■ WORK ITEM ■
For the data below, report how many lines include the word "mound", and write nothing else.

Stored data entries
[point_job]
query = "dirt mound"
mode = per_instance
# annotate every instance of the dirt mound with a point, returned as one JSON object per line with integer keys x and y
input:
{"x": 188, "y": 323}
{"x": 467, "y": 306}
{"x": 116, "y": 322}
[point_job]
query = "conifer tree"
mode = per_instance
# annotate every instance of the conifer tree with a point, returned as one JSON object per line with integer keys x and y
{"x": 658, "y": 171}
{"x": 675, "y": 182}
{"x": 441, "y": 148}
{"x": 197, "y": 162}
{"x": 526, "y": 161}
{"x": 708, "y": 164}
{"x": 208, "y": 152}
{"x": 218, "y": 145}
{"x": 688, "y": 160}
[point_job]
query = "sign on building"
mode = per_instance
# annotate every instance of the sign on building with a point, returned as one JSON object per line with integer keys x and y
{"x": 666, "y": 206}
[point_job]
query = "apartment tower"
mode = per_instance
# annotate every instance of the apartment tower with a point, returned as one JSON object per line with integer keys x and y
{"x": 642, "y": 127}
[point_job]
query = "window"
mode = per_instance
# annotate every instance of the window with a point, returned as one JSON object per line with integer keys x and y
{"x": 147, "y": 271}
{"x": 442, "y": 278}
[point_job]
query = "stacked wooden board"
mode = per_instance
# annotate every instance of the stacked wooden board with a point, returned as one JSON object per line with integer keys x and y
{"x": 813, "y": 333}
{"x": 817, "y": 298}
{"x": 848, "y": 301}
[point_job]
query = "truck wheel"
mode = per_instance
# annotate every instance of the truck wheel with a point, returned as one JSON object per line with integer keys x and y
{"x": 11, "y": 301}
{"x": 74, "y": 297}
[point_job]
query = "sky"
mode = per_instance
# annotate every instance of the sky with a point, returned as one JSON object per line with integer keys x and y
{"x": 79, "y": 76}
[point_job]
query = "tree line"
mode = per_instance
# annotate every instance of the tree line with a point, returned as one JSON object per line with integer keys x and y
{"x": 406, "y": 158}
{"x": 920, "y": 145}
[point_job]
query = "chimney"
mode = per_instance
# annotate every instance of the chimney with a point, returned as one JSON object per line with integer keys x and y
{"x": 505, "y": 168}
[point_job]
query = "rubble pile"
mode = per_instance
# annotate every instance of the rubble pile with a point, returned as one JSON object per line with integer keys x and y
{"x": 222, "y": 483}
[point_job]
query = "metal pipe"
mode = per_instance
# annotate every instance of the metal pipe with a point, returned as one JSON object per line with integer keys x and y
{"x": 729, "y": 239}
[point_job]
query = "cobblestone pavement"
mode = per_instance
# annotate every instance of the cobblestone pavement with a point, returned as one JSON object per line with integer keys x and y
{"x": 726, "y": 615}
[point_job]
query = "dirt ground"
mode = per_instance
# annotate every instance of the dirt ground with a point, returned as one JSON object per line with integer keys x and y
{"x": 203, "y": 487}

■ REPLY ■
2